◆ Written instruction:
Please rewrite the material from the line with "Find the tree;" up to and including the line with "[[[876,328],[939,353],[939,205],[909,235],[878,250],[871,275]]]", shifting each coordinate in the answers by adding 55 to it and leaving every other line as it is.

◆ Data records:

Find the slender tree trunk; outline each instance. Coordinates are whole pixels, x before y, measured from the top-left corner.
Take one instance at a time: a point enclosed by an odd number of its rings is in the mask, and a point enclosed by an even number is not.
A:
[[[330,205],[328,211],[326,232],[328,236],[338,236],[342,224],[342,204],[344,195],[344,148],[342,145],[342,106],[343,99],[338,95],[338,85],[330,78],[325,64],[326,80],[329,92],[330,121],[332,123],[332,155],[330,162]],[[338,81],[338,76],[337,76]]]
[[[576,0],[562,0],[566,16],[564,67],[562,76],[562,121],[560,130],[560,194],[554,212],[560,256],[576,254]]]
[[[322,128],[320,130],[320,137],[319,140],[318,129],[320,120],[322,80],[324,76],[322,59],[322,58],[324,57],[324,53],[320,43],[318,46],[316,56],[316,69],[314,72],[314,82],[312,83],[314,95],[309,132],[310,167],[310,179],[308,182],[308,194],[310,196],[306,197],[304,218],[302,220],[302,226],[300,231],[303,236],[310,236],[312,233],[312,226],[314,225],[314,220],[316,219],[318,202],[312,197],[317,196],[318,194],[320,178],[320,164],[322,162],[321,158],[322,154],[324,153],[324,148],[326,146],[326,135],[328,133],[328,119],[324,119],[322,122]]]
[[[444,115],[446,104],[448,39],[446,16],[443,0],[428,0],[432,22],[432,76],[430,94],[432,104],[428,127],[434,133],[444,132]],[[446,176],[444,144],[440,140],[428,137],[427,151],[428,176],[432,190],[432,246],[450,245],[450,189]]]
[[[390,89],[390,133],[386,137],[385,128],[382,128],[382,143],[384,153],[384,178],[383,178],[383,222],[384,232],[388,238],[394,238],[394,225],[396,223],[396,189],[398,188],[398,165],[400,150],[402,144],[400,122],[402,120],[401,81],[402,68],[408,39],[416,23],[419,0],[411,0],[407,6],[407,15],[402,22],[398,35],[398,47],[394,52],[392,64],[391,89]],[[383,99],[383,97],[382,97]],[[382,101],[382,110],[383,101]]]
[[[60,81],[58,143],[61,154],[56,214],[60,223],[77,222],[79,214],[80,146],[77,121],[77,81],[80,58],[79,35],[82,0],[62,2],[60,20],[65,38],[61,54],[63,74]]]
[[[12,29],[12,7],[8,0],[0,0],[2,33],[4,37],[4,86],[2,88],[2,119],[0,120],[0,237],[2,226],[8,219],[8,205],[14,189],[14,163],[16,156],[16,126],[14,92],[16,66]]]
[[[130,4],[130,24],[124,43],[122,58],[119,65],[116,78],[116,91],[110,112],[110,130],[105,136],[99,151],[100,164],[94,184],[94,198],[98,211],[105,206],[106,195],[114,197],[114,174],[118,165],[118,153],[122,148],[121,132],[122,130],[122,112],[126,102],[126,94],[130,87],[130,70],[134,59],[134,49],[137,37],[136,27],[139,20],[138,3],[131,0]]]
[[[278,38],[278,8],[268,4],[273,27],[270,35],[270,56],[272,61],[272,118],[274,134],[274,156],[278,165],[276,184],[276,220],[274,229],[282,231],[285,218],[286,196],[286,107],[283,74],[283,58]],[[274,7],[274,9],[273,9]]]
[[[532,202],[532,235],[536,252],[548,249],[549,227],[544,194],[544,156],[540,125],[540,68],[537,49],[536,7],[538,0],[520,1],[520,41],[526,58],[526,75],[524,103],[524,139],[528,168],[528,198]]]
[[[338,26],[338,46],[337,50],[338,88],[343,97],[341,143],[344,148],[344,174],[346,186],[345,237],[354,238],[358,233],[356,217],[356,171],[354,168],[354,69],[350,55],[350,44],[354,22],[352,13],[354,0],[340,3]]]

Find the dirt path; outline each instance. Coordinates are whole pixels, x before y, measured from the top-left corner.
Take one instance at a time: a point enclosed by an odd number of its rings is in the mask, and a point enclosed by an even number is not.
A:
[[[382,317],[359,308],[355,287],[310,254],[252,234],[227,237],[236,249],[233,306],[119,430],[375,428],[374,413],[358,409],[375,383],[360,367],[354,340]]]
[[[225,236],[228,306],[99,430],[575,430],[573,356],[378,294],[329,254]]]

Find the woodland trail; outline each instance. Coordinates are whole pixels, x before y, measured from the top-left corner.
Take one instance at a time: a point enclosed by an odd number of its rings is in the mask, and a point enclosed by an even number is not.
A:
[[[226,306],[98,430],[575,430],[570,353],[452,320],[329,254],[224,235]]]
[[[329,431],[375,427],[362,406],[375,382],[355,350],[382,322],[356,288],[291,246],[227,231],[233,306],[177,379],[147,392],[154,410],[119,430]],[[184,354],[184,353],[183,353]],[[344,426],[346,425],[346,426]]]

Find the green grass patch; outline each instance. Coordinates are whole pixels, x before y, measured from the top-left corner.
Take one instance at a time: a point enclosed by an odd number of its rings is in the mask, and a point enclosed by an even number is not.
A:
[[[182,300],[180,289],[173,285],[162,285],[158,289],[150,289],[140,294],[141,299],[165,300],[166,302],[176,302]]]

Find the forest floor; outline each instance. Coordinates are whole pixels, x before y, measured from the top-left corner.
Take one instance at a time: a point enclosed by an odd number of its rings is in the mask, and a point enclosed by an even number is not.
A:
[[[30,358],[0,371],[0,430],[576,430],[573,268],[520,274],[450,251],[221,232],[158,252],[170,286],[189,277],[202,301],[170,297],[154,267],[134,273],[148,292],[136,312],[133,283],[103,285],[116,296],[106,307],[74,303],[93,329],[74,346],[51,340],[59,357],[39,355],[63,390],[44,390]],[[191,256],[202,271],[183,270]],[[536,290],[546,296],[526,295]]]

...

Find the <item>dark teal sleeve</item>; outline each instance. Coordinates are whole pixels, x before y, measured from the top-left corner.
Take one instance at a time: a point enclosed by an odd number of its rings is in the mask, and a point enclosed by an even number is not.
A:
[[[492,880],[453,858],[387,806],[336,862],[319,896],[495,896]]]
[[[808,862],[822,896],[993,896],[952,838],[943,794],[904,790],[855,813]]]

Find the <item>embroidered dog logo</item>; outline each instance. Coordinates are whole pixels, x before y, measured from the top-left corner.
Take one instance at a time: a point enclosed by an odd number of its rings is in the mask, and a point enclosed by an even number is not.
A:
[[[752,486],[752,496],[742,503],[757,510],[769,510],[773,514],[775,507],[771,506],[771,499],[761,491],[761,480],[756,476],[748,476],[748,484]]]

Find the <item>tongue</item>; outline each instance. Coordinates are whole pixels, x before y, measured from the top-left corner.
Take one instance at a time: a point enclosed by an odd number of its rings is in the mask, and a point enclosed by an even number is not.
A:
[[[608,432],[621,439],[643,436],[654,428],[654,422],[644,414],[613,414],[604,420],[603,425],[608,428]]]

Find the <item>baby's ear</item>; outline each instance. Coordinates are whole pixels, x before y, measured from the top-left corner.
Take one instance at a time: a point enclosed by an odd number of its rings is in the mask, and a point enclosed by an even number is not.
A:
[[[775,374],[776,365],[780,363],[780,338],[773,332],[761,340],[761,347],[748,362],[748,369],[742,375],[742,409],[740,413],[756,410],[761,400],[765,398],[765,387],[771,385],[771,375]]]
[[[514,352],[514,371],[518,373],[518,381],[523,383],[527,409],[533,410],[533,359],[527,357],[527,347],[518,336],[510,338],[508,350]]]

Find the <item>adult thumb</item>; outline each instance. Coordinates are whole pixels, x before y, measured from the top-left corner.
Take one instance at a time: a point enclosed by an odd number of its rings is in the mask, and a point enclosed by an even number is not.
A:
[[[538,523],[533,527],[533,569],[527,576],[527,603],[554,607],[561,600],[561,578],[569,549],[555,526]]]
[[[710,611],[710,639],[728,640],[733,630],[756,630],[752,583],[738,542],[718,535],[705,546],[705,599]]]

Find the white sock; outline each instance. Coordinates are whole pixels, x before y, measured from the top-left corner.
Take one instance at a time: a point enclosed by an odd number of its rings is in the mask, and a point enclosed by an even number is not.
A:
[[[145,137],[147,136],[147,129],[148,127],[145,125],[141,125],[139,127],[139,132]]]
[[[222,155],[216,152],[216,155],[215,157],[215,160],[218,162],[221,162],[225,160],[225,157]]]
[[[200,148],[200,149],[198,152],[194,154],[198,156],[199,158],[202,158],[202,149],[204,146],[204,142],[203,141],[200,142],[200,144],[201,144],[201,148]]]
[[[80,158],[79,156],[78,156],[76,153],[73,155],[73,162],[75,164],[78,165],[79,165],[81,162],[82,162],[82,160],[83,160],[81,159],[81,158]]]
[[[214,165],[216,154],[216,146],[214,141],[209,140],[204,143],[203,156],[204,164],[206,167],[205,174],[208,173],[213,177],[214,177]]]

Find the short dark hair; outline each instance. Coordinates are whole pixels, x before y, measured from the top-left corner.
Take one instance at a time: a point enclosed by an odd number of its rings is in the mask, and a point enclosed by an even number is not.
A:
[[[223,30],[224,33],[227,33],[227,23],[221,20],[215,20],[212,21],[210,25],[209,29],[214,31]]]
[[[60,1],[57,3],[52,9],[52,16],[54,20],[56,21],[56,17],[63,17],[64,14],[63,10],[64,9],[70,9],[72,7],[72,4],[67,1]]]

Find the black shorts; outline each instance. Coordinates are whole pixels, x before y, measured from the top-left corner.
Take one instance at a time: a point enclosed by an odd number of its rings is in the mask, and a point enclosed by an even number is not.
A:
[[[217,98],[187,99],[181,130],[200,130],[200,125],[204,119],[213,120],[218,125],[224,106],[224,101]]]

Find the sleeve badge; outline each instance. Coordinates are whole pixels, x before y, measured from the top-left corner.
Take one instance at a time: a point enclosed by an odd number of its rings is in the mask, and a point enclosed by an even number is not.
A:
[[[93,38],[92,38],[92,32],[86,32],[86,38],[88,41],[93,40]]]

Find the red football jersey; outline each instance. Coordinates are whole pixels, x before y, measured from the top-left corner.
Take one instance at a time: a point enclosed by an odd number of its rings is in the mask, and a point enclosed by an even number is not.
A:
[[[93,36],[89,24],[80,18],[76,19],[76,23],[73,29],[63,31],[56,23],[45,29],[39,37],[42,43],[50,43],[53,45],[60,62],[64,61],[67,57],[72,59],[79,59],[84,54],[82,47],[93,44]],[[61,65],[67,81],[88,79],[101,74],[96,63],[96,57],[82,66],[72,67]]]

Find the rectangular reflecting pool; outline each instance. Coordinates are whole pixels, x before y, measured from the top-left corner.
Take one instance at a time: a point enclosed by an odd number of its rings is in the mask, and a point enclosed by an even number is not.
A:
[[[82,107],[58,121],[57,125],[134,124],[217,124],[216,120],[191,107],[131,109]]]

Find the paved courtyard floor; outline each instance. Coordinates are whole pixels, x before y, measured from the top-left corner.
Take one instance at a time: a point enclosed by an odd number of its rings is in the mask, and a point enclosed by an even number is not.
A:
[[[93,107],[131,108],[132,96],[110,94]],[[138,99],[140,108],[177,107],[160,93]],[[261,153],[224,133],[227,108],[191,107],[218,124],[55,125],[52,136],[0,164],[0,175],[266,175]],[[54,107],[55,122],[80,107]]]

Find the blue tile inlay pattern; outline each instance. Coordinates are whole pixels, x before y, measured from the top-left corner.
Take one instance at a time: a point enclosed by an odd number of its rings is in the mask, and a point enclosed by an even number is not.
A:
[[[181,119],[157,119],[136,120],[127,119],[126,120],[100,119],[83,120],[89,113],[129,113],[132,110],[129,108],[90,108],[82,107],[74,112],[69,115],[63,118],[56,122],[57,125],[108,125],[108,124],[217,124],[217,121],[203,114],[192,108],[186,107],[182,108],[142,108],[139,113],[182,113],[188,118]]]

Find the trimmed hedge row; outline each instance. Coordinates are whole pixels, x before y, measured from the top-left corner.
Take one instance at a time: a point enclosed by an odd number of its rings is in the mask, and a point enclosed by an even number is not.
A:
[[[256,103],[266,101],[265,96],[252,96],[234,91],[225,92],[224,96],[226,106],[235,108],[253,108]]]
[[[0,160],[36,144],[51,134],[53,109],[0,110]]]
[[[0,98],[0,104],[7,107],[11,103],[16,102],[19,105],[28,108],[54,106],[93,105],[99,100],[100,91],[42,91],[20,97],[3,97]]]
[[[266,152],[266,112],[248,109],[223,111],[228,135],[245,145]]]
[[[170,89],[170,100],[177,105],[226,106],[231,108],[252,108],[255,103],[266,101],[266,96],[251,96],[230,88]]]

==

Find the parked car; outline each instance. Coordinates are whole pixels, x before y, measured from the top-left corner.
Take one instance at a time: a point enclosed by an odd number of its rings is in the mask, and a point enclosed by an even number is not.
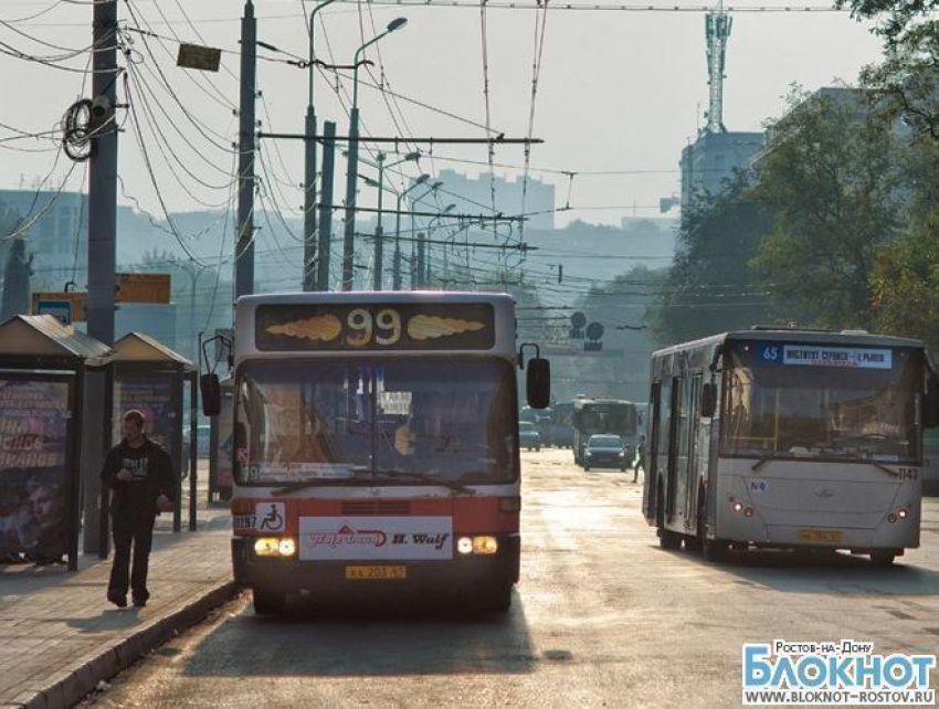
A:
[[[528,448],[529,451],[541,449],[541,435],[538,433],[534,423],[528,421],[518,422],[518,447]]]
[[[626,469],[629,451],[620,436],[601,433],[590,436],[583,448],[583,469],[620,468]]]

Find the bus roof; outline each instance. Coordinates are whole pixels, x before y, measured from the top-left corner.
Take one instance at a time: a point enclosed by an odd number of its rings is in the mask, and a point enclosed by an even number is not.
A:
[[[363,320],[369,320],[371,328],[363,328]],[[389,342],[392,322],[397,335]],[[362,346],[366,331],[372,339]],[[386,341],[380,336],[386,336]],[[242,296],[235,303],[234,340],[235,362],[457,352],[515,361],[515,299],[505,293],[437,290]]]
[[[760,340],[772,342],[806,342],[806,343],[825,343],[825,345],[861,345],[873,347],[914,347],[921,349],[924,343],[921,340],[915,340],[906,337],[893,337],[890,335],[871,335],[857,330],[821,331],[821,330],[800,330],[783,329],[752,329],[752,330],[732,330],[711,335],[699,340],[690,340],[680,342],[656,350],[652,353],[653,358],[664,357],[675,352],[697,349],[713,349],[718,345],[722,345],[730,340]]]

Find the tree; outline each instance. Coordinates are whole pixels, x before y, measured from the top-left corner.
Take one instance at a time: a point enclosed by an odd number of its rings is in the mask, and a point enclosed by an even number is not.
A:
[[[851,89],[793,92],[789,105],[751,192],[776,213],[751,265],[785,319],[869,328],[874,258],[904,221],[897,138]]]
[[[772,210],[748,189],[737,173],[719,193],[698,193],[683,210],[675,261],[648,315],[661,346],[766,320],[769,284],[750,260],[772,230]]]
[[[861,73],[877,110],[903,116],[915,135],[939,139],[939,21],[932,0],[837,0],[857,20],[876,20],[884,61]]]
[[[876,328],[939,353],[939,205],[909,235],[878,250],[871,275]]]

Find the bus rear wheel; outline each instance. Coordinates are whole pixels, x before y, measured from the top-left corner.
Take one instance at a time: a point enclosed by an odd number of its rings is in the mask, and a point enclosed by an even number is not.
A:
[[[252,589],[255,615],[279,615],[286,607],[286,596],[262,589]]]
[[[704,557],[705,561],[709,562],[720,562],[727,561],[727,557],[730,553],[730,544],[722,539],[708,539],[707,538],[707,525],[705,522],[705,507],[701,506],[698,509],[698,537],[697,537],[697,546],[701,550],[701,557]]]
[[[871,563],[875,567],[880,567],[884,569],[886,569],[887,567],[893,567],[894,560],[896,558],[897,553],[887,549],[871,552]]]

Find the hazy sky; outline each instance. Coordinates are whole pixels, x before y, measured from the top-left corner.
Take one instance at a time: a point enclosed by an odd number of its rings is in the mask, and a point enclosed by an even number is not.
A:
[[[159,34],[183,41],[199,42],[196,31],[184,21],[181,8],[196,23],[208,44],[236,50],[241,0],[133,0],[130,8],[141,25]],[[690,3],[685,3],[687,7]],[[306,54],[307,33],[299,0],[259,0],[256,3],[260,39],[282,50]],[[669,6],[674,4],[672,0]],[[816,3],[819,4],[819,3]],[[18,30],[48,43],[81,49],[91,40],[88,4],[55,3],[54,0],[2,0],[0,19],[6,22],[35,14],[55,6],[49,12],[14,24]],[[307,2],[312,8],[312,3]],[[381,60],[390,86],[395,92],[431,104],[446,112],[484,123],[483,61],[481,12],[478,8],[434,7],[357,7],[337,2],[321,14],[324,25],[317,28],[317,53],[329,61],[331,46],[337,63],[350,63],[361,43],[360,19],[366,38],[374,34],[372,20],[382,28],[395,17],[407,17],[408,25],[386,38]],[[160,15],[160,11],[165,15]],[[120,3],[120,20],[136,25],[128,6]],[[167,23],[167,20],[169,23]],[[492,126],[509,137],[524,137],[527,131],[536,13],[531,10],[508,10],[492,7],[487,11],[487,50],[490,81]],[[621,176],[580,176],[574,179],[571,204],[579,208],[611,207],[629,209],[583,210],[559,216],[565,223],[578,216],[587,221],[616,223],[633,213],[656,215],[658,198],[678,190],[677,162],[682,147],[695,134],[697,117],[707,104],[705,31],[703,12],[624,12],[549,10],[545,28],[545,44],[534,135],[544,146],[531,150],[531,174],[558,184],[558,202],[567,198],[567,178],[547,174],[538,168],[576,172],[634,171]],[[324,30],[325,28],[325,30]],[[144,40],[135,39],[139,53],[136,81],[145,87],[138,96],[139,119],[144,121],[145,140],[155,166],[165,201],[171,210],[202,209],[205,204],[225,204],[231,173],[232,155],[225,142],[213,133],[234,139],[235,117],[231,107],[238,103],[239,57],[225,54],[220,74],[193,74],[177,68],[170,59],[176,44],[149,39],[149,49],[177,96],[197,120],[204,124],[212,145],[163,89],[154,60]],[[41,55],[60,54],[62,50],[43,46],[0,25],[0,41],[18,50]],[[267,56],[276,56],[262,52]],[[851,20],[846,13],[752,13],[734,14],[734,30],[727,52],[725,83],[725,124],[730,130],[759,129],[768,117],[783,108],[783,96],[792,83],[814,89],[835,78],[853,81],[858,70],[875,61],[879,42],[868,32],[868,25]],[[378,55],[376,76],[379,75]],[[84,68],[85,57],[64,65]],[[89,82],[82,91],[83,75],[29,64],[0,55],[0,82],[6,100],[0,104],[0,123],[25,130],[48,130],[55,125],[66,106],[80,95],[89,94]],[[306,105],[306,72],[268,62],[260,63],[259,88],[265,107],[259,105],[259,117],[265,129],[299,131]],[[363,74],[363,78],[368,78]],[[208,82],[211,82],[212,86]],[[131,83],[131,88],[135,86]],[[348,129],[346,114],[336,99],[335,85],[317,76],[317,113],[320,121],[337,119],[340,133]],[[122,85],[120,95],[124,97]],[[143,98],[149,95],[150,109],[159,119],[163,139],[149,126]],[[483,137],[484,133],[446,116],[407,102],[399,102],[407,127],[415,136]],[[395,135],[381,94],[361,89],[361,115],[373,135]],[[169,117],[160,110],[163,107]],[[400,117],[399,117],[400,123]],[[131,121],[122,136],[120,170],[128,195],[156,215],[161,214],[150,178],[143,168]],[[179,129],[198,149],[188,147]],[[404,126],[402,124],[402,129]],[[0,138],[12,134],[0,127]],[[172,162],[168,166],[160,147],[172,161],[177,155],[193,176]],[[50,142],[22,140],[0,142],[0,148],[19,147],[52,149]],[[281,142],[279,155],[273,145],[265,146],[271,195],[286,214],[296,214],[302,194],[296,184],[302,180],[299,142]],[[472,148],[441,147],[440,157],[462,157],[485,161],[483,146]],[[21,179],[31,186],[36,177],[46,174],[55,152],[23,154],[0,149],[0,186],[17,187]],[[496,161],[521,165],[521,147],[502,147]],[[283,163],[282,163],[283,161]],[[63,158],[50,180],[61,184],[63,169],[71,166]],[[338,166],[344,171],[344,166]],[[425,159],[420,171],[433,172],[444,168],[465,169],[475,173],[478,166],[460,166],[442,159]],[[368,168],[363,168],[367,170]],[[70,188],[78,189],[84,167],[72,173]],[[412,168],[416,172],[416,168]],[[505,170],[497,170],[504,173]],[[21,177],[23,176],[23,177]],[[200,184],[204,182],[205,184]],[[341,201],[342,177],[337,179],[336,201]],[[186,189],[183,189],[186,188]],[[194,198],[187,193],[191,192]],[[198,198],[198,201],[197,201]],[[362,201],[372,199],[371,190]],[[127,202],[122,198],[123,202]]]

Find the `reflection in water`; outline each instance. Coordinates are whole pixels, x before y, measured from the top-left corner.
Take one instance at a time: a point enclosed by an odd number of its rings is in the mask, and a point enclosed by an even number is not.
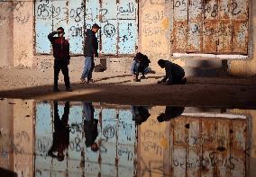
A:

◆ Response for this exercise:
Find the tree; outline each instance. Coordinates are whole pixels, x before y, measured from the top-left corner.
Take one instance at a time: a point enclosed by an odd number of its rings is in the mask, and a point enclosed by an even number is not.
A:
[[[906,144],[848,147],[844,160],[806,247],[831,268],[806,320],[840,374],[924,383],[929,313],[959,276],[952,193]]]
[[[827,265],[803,244],[792,228],[774,248],[753,248],[738,265],[730,316],[703,370],[716,401],[821,375],[824,339],[805,315],[827,285]]]
[[[916,128],[932,165],[958,171],[970,190],[994,194],[994,76],[987,55],[892,55],[912,75],[931,75],[939,116]]]
[[[931,383],[994,408],[994,260],[964,290],[933,305],[926,330]]]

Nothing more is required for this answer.